*Aim of the task:* Say how many lines of the data below have the word "hand" in them. Add nothing else.

(Input begins)

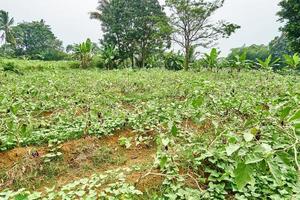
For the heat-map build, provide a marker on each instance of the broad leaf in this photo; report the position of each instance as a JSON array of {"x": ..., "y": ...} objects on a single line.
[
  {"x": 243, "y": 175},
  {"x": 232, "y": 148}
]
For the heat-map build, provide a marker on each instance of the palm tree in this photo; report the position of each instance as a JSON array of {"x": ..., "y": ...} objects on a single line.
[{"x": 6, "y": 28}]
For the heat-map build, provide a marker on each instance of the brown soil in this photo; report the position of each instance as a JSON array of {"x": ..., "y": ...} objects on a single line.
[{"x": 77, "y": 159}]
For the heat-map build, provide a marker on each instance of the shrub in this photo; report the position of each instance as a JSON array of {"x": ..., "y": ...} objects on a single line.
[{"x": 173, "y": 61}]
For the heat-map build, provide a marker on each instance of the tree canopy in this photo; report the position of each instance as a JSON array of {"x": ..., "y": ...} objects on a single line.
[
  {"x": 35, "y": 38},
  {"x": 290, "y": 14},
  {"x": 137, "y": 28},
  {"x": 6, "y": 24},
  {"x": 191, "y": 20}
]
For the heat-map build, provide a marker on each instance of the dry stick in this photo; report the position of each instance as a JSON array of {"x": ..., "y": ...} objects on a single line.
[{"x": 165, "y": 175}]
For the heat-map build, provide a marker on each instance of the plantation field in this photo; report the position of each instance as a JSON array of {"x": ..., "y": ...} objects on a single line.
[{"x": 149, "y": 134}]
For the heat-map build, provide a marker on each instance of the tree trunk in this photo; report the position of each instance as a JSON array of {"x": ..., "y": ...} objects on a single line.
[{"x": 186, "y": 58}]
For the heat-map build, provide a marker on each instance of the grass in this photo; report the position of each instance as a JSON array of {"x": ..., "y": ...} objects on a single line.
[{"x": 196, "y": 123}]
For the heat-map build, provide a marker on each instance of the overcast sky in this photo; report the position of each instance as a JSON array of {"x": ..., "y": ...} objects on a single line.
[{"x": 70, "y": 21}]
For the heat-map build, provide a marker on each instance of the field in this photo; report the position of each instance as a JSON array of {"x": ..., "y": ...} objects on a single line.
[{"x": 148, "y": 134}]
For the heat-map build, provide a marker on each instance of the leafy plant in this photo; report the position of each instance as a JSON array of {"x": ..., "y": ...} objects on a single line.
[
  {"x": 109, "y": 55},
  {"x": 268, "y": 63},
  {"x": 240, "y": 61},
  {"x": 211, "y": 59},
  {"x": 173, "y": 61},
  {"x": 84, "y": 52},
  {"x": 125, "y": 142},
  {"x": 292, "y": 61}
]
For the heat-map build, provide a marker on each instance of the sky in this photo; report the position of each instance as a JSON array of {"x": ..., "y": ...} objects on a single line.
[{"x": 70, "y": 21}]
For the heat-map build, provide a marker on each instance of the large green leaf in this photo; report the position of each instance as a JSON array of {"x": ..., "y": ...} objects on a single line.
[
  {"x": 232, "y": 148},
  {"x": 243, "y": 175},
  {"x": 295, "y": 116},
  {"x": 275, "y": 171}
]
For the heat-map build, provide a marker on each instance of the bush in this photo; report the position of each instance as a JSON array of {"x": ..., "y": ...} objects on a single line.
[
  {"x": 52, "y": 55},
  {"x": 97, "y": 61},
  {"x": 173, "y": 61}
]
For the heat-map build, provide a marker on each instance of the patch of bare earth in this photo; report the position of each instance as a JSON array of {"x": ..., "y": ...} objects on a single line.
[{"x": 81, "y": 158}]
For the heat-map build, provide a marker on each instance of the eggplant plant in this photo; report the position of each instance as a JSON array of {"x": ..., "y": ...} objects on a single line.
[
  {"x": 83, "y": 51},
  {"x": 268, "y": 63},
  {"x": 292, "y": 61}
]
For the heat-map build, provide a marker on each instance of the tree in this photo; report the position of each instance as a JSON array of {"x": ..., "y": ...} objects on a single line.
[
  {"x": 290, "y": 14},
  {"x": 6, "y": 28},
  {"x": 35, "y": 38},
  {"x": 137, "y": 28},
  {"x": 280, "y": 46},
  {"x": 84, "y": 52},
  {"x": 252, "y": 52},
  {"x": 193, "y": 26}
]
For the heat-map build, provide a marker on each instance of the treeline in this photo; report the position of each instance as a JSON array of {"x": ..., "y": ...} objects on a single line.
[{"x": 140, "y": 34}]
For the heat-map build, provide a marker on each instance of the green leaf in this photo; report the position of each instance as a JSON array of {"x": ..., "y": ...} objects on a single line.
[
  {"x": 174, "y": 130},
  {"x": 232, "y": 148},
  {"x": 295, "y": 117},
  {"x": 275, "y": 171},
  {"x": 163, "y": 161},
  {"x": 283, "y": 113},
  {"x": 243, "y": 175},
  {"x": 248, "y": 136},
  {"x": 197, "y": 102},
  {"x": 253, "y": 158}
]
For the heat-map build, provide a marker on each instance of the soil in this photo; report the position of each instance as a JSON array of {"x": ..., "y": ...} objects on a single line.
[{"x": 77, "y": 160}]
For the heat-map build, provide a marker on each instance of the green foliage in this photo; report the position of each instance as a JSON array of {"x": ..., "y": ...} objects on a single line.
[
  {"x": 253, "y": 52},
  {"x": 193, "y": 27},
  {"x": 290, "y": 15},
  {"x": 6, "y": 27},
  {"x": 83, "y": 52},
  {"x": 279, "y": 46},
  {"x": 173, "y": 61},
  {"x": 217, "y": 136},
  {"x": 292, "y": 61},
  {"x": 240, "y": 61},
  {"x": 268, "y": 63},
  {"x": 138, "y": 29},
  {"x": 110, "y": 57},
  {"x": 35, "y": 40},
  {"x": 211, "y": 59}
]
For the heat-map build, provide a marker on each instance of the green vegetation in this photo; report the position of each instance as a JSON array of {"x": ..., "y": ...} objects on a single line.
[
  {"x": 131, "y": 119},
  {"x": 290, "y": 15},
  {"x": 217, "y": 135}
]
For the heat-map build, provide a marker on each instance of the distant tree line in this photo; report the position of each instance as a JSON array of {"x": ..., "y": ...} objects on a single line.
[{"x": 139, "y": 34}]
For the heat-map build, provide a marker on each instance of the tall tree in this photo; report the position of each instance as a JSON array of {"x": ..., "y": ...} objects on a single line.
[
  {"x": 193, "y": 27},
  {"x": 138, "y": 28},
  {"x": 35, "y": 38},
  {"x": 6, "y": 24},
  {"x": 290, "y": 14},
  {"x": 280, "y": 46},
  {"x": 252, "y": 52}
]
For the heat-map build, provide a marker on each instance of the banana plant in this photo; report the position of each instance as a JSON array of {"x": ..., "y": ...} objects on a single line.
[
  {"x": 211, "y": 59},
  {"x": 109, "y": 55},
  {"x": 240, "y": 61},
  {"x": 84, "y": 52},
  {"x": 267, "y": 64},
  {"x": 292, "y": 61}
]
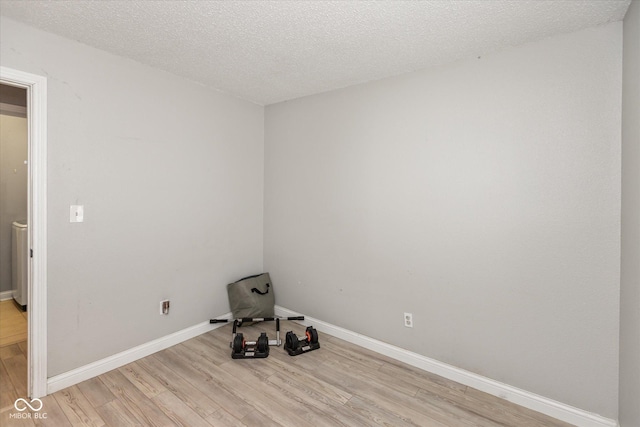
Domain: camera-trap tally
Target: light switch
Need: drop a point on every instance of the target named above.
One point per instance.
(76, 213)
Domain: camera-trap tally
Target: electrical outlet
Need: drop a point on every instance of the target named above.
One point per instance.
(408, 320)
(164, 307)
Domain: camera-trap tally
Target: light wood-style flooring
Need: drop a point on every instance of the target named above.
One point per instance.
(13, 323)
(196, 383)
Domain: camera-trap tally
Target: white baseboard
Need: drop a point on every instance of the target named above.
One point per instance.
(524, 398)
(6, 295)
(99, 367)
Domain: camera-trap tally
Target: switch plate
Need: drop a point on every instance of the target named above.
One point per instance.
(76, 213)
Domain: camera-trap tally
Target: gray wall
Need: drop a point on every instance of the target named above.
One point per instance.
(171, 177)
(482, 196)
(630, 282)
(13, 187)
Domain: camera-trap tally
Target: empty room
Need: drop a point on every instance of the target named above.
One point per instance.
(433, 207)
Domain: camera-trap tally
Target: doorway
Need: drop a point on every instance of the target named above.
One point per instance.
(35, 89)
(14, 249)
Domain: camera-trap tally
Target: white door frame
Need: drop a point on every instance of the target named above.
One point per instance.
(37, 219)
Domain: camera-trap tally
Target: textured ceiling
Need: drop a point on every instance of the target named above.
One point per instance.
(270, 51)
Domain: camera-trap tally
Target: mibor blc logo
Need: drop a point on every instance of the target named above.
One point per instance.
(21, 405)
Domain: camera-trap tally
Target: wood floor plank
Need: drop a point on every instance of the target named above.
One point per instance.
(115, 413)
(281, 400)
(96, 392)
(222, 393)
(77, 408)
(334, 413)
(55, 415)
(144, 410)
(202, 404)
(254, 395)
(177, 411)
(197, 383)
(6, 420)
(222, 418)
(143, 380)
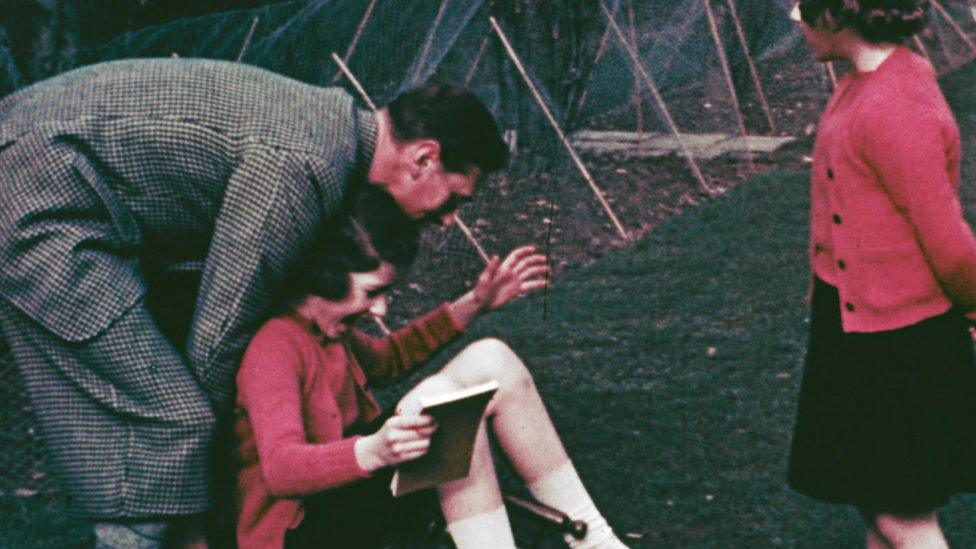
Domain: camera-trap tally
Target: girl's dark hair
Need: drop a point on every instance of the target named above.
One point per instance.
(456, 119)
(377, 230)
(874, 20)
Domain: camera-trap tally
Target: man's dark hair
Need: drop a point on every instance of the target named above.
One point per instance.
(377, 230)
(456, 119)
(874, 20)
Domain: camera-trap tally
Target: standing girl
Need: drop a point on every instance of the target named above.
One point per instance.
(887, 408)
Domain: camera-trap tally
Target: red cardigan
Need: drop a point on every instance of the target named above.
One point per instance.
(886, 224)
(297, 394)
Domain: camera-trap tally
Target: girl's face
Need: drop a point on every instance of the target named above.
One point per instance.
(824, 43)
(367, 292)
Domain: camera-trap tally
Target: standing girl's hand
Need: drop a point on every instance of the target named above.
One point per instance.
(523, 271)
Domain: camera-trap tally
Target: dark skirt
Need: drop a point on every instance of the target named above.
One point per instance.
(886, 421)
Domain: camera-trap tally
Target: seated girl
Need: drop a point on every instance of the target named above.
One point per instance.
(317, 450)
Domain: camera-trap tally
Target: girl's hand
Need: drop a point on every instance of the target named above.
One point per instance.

(Input ends)

*Solution to the problem:* 2